> _TEXTO FORNECIDO_:
◇ ◇ ◇
E então vou virando as páginas e vejo que os contos contam com ilustrações legais, que o livro mantém a proposta de levar tudo com senso de humor até quando chega lá no final, com “palavras cruzadas tremendamente difíceis” e, puxa, que vontade de ler tudo logo de uma vez. Foi o que fiz. Aí começaram as decepções. A número um foi ver que o conto de Neil Gaiman não era inédito, já foi publicado no Brasil na coletânea Coisas Frágeis, que saiu pela Conrad. O conto em questão é Pássaro-do-sol, que honestamente nem é meu favorito do Gaiman. Sobre ele falarei além, mas continuemos com minha segunda decepção: descobrir que o que tem do Snicket não é propriamente um conto, mas uma introdução (embora eu ache que possa ser lido como conto, apesar do aspecto fragmentado). Sim, é muito bem sacada e tenho certeza que falará muito bem com o público-alvo do livro, mas convenhamos, não é algo exatamente original: Neil Gaiman na introdução de Fumaça e Espelhos inclui um conto dentro da introdução, como um prêmio para os que leem introduções. Snicket faz algo parecido, e até divertido, mas eu sinceramente esperava algo diferente (embora sim, um sorriso tenha aparecido no meu rosto quando li o trecho “Socorro!” gritou o Rei da Terra dos Ursinhos. “Paul Revere está me batendo com uma caixinha feita de madeira brilhante!”
◇ ◇ ◇
> _INSTRUÇÃO 1_:
Responda às perguntas sobre a resenha do livro de contos:
(a) Em que coletânea o conto de Neil Gaiman já havia saído no Brasil?
(b) O que Snicket contribui para o livro, em vez de um conto propriamente dito?
(c) Em qual livro Gaiman inclui um conto dentro da introdução?
> _INSTRUÇÃO 2_: Continue a resenha do livro de contos a partir de onde o texto termina.
As entradas a seguir provêm de outra fonte.

(Registros de anotação de posição)
◇ ◇ ◇
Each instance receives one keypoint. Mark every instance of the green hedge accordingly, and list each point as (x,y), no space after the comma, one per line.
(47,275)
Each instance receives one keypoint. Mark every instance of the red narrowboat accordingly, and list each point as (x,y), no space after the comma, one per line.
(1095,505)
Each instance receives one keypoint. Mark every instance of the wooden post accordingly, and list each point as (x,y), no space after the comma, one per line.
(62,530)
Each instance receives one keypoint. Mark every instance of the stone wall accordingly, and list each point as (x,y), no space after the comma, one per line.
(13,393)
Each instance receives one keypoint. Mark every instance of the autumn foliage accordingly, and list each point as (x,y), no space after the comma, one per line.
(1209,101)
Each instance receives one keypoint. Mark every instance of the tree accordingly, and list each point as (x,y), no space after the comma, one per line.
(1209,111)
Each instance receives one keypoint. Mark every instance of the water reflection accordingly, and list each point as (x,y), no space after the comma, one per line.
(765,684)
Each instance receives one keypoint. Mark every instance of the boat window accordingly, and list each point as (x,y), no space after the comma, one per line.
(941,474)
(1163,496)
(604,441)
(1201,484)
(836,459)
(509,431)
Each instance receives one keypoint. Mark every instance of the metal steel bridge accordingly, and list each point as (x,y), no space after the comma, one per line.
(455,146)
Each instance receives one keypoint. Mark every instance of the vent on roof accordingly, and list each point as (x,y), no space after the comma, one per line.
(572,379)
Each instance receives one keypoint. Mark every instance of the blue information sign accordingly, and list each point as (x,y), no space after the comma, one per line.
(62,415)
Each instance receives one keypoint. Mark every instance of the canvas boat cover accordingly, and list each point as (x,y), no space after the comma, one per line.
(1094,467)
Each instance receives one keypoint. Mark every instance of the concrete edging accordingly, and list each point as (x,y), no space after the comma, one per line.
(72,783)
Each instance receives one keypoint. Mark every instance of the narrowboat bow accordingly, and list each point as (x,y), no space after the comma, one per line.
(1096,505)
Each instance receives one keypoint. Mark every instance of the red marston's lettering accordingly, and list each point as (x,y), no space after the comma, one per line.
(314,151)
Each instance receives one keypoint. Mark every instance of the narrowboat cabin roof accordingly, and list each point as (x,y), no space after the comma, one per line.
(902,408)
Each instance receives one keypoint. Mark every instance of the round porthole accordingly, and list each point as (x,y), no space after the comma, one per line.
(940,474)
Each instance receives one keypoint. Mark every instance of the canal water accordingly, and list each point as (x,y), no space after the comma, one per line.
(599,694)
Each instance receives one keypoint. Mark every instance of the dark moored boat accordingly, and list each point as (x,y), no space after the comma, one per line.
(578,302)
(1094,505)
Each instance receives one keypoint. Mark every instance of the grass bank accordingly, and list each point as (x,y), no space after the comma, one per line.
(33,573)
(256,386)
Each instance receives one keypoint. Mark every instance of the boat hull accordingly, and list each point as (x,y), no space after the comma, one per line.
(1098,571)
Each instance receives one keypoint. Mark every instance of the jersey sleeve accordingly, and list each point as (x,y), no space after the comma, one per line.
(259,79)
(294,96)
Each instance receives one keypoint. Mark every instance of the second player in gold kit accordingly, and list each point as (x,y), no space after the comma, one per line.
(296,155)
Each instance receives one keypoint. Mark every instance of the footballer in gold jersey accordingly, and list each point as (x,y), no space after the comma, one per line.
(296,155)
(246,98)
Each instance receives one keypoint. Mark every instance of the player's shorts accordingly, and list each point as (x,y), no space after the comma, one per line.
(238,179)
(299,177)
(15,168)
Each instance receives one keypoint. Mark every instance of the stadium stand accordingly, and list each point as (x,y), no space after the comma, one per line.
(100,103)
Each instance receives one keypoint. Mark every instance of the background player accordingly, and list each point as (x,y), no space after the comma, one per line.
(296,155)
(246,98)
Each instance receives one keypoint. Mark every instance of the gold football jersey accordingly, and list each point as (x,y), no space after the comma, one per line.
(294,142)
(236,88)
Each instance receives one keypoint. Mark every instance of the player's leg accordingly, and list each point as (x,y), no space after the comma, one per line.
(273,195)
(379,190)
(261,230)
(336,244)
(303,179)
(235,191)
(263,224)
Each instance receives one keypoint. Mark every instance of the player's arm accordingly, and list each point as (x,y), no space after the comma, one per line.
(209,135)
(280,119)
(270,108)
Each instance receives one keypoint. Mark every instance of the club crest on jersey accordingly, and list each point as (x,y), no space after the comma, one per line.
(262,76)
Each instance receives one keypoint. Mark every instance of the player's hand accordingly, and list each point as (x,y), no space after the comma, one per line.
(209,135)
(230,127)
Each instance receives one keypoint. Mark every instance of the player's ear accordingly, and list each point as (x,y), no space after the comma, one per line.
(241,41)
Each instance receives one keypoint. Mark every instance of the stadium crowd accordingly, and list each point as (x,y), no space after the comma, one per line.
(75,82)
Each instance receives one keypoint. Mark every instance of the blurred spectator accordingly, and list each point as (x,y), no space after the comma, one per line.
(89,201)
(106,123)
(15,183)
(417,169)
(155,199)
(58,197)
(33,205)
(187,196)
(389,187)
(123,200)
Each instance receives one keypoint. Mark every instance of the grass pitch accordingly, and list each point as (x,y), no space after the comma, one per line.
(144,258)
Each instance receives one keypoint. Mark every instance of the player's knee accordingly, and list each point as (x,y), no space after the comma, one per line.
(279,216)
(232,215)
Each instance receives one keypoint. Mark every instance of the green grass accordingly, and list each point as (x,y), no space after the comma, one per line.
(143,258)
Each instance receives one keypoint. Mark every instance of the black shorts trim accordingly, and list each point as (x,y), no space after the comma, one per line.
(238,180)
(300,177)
◇ ◇ ◇
> _RESULTADO 1_:
(a) Em Coisas Frágeis, publicada pela Conrad.
(b) Uma introdução.
(c) Em Fumaça e Espelhos.

> _RESULTADO 2_:
Assim eu segui com a leitura de fato, que abre com o texto de Nick Hornby, Pequeno País. Enquanto lia ainda não sabia disso, mas era um dos melhores contos da coletânea. A notícia boa é que tem mais outros no mesmo nível desse de Hornby. A notícia ruim é que esse não chega nem perto do que Hornby já tenha feito de melhor. A premissa é boa, um país super pequeno onde todos são apaixonados por futebol, menos o narrador, um garoto que se vê obrigado a substituir o pai quando esse sofre um acidente. É engraçado, tem lá muito de Hornby, mas quem já leu Febre de Bola, por exemplo, sabe que ele é capaz de muito mais do que isso. E aí Hornby, que abre a coletânea, é um representante perfeito para o que veremos ao longo de Foras da lei barulhentos, bolhas raivosas, etc. (apelidado de FdLB,BR&AOCqnStS,qS,DdCVsSqaLqS,CE,SvdE,PqDnP,uHCLF&OHqnCA,dMqTVPQeG): não é um livro para quem já conhece os trabalhos anteriores dos autores, é um livro introdutório.
Não se trata de uma introdução a qualquer coisa que o autor já tenha publicado. É uma introdução à leitura como algo leve, divertido, sem neuras. É, em suma, um livro voltado para o público jovem, que ainda torce o nariz quando alguém fala sobre leitura. Aquela velha história que você já ouviu em algum lugar: ler é chato. Foras da lei barulhentos, bolhas raivosas, etc. mostra para esse tipo de leitor que ler pode ser divertido, o convidando para um mundo fantástico onde um pai faz as coisas mais insanas para proteger a família de tragédias, ou onde um garotinho é deixado sozinho em casa enquanto seus pais vão viajar. Dentro dessa proposta, o livro é realmente ótimo, e eu indicaria sem medo para quem deseja presentear um futuro jovem leitor, de modo a convencê-lo que a leitura pode trazer ótimos momentos, tanto quanto uma ida ao cinema, por exemplo.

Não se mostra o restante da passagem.